(Photo labels with boxes)
---

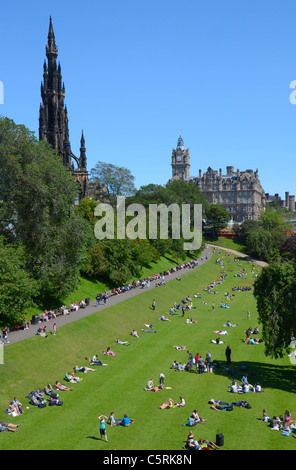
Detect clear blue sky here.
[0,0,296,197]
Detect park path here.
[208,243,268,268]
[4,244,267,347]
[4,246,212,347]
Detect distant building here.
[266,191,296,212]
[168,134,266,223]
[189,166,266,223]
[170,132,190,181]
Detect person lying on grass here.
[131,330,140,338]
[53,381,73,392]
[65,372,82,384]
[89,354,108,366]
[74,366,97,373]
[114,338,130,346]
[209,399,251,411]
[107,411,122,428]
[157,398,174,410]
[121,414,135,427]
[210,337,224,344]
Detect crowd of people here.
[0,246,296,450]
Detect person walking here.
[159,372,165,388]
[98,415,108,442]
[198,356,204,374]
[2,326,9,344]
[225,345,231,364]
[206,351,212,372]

---

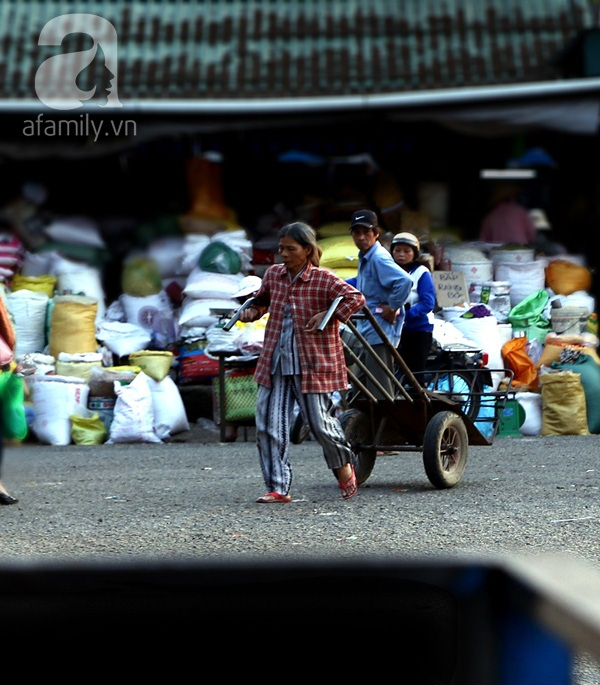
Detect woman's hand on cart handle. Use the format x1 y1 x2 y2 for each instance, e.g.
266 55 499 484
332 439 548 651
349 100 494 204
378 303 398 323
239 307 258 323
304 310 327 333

---

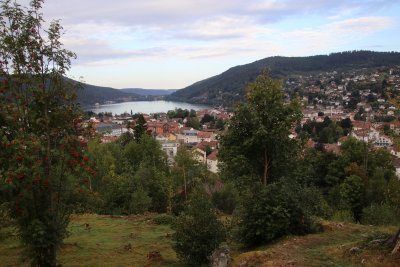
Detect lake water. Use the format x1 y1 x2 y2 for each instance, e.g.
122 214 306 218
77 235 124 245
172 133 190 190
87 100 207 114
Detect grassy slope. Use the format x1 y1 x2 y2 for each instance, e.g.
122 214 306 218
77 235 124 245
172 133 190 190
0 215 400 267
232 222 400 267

---

## Exercise brief:
Pick out every line of the items above that contains the word "format", matching case. Copy each such line in full.

## Solution:
Detect woman's hand on cart handle. Use the format x1 y1 x2 y2 for each instance, e.g.
Detect lake water. Use the format x1 y1 x2 y2 for each instance, e.g.
Detect grassy slope. Use the format x1 y1 x2 y2 for each instance, e.g.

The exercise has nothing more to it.